■ WHAT IS REQUIRED: Rewrite every one of the rows below, replacing "Target" with "Label" and changing nothing else. Leave the pictures out of your version.

START RECORD LIST

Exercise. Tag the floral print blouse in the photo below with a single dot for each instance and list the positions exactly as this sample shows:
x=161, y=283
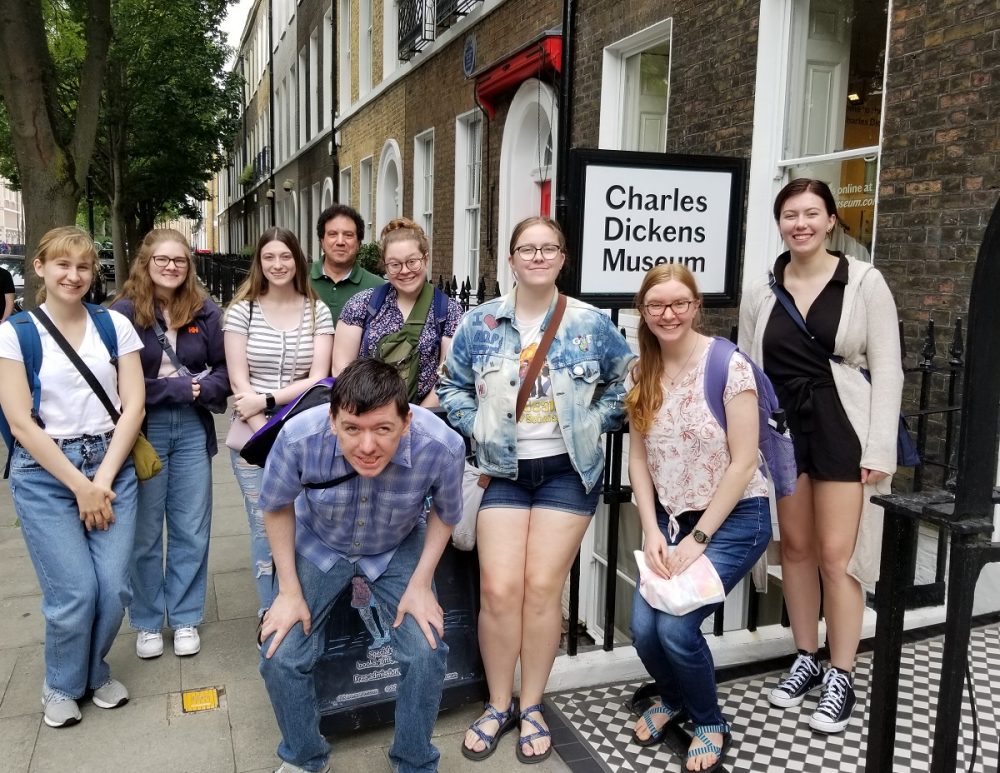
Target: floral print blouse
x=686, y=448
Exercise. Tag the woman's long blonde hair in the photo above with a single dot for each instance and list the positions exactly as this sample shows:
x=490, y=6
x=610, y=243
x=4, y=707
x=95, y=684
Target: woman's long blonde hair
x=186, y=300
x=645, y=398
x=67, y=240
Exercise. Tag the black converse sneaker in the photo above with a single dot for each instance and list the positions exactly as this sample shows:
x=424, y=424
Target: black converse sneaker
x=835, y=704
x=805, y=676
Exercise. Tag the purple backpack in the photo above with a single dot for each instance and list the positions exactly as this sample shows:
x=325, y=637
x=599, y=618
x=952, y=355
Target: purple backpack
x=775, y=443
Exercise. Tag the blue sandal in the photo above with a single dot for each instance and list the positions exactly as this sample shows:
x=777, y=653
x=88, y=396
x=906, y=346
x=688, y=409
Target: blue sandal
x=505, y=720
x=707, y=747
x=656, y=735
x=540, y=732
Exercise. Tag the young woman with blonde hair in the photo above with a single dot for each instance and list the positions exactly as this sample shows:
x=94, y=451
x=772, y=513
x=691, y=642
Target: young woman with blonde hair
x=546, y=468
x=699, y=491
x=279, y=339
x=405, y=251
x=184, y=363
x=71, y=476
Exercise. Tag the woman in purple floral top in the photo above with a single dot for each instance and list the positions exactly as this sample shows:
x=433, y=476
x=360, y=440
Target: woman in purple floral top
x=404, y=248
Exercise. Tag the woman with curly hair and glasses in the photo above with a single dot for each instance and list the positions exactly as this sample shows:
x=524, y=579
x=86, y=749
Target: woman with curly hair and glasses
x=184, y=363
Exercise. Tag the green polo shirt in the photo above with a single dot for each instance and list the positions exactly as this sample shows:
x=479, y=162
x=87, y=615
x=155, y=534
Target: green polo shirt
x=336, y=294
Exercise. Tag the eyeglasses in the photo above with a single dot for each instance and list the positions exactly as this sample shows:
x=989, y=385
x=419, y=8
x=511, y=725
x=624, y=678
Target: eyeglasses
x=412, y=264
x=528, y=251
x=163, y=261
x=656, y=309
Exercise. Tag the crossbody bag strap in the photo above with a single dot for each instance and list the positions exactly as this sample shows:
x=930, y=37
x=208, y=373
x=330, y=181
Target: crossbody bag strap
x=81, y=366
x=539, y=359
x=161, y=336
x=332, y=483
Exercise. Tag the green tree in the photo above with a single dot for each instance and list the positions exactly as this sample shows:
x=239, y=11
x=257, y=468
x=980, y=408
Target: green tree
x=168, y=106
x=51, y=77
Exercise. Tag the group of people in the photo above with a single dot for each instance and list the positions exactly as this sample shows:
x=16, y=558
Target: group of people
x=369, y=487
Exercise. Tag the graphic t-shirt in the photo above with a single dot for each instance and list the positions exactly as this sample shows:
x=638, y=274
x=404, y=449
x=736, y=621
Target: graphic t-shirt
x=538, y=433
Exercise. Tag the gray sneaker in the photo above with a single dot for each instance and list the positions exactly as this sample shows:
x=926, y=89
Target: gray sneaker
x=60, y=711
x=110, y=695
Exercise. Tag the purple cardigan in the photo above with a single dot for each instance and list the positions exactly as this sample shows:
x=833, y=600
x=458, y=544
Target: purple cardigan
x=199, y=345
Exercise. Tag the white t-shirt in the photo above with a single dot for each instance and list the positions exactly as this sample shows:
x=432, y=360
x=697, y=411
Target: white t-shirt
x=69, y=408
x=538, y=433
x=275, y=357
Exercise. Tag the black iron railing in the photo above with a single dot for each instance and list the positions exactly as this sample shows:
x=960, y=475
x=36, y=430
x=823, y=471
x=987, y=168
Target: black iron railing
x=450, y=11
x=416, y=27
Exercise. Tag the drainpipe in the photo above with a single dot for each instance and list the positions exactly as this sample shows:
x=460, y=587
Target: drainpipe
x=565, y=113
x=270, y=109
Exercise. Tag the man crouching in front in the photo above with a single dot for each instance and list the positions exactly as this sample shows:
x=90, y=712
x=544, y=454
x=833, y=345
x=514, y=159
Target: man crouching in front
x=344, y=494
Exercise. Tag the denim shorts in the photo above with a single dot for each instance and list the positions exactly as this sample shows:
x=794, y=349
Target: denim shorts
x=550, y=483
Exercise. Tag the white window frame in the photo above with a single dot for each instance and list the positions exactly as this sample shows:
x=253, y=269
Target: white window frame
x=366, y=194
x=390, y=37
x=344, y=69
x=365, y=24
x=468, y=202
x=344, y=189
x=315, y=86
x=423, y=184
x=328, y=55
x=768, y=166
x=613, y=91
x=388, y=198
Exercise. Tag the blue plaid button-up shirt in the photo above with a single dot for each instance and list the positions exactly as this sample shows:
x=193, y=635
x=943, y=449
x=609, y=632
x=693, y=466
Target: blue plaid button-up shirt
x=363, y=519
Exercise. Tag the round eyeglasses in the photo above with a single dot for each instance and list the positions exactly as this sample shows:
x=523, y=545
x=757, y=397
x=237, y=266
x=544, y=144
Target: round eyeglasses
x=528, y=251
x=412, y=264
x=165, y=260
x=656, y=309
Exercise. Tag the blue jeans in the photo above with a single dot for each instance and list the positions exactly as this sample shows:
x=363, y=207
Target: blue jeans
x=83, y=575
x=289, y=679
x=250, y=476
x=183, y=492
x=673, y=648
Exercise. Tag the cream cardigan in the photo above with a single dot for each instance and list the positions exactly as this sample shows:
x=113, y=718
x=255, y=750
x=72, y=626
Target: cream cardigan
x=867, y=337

END RECORD LIST

■ COMPLETE ANSWER:
Exercise. Tag the floral print blouse in the photo below with a single dot for each instance and list the positions exactly as this sample shows:
x=161, y=283
Label: floral print blouse
x=686, y=448
Exercise. Tag the woman's long blonde hair in the photo above with a single dot for each instance and list the positions exactly as this sample shows:
x=490, y=6
x=610, y=243
x=4, y=707
x=95, y=684
Label: woman's long blonde hair
x=186, y=300
x=645, y=398
x=67, y=240
Exercise. Tag the black converse sneaker in the photo above with a single dot for each instance and list the positions exactly as this sample shows:
x=424, y=424
Label: black converse sneaker
x=835, y=704
x=805, y=676
Exercise. Tag the purple backpack in the photo above with a single dot for each instance and list the positions exactly as this sample shows:
x=325, y=637
x=599, y=618
x=952, y=355
Label: purple backpack
x=775, y=443
Exercise. Tag the blue sandal in the photo above with a single dot for each instance and list the positions exactly as this sample shows:
x=777, y=653
x=88, y=396
x=906, y=346
x=688, y=409
Label: blue sandal
x=505, y=720
x=707, y=747
x=656, y=735
x=540, y=732
Exercise. Tag the young woman with blonde hair in the photo above with a single dot for each instance and list the positions exactly as this sample shows:
x=94, y=451
x=772, y=513
x=691, y=642
Label: young woman with blonde hair
x=546, y=468
x=699, y=491
x=279, y=339
x=405, y=251
x=184, y=363
x=71, y=476
Exercise. Tag the woman in purple floral top in the photo above with a single dot for each instance and list the positions exactly as this sample shows:
x=433, y=476
x=360, y=440
Label: woman in purple floral top
x=404, y=248
Exercise. Tag the woman with curly hair and glasses in the photo above with a single dot for each instance and list the positions exactly as this sample shows:
x=524, y=579
x=86, y=749
Label: woman with curly hair and glasses
x=184, y=363
Exercise. Tag the green polo shirt in the photo above with a single dot for each instance and list the positions exactly as this sample shows:
x=479, y=162
x=87, y=615
x=155, y=534
Label: green polo shirt
x=336, y=294
Exercise. Tag the eyeglasses in the photo above with a single dot for each instance and list the positions exactly as this sample shows:
x=989, y=385
x=419, y=8
x=511, y=725
x=624, y=678
Label: eyeglasses
x=412, y=264
x=528, y=251
x=163, y=261
x=656, y=309
Exercise. Tag the crossbody bag strap in the photo above with a single dot for each instance and list the positions exactly as this sample shows:
x=930, y=37
x=208, y=373
x=330, y=181
Label: crossbody bag strap
x=81, y=366
x=539, y=359
x=161, y=336
x=332, y=483
Exercise. Tag the green tree in the photo above with a single dot for each instance and list the positions exactly as this sample shows:
x=239, y=11
x=257, y=468
x=980, y=408
Label: green tree
x=168, y=106
x=51, y=77
Exercise. Tag the group of people in the photo above with a single dot for each instance and list the positions exactly as this sample shows:
x=16, y=558
Label: group of people
x=369, y=487
Exercise. Tag the graphic t-shirt in the photo above with a single dot for each instance and list the positions exactly as this sample shows:
x=638, y=274
x=404, y=449
x=736, y=621
Label: graphic t-shirt
x=538, y=433
Exercise. Tag the gray sneaker in the photo above with a single dot for each instance and list the positions exactly as this sample shows:
x=926, y=89
Label: gray sneaker
x=60, y=711
x=110, y=695
Exercise. Tag the purple cardigan in the photo above with a single dot for each instance and list the positions exactly as this sample shows:
x=833, y=600
x=458, y=544
Label: purple cardigan
x=199, y=345
Exercise. Tag the white t-shirt in the photo above with a single dot for each instance and list the positions exactly as this sample shows:
x=432, y=360
x=697, y=411
Label: white t-shirt
x=69, y=408
x=538, y=433
x=275, y=357
Exercise. Tag the black iron railing in the photo above with a single dot for each instance and list the positions exactly as this sample shows:
x=960, y=475
x=36, y=430
x=823, y=471
x=987, y=168
Label: black iron railing
x=450, y=11
x=416, y=27
Exercise. Tag the drainpipe in the photo above with a single dot for each instance and list the positions exactly as this sample shows:
x=460, y=587
Label: drainpipe
x=565, y=113
x=270, y=109
Exercise. Tag the man crouching in front in the photo above with a single dot for each instance and list the positions exactly as this sample shows:
x=90, y=712
x=544, y=454
x=833, y=345
x=514, y=159
Label: man crouching in front
x=344, y=494
Exercise. Tag the denim shorts in the photo above with a single dot for each instance and list the positions exactly as this sample shows:
x=794, y=349
Label: denim shorts
x=550, y=483
Exercise. Tag the white window frame in the photo above with a single dot for each instance and list the positions exactly as this sample shows:
x=253, y=269
Label: white window frame
x=366, y=194
x=390, y=37
x=344, y=69
x=365, y=24
x=468, y=202
x=344, y=189
x=315, y=86
x=423, y=184
x=328, y=55
x=768, y=166
x=613, y=91
x=388, y=198
Exercise. Tag the blue plaid button-up shirt in the photo above with a single dot for each instance and list the positions exactly as this sample shows:
x=193, y=635
x=943, y=449
x=609, y=632
x=693, y=466
Label: blue plaid button-up shirt
x=363, y=519
Exercise. Tag the round eyeglasses in the photo above with a single dot for each instance and list the positions exactly as this sample shows:
x=523, y=545
x=757, y=397
x=237, y=266
x=544, y=144
Label: round eyeglasses
x=528, y=251
x=412, y=264
x=165, y=260
x=656, y=309
Exercise. Tag the blue jeans in the photo above with a single dot for each instance and list the positions exactly as this sample shows:
x=363, y=207
Label: blue jeans
x=83, y=575
x=289, y=679
x=250, y=476
x=183, y=492
x=673, y=648
Exercise. Tag the cream cardigan in the photo above with a single dot for each instance and list the positions exactly as this sample shows:
x=113, y=718
x=255, y=750
x=72, y=626
Label: cream cardigan
x=867, y=337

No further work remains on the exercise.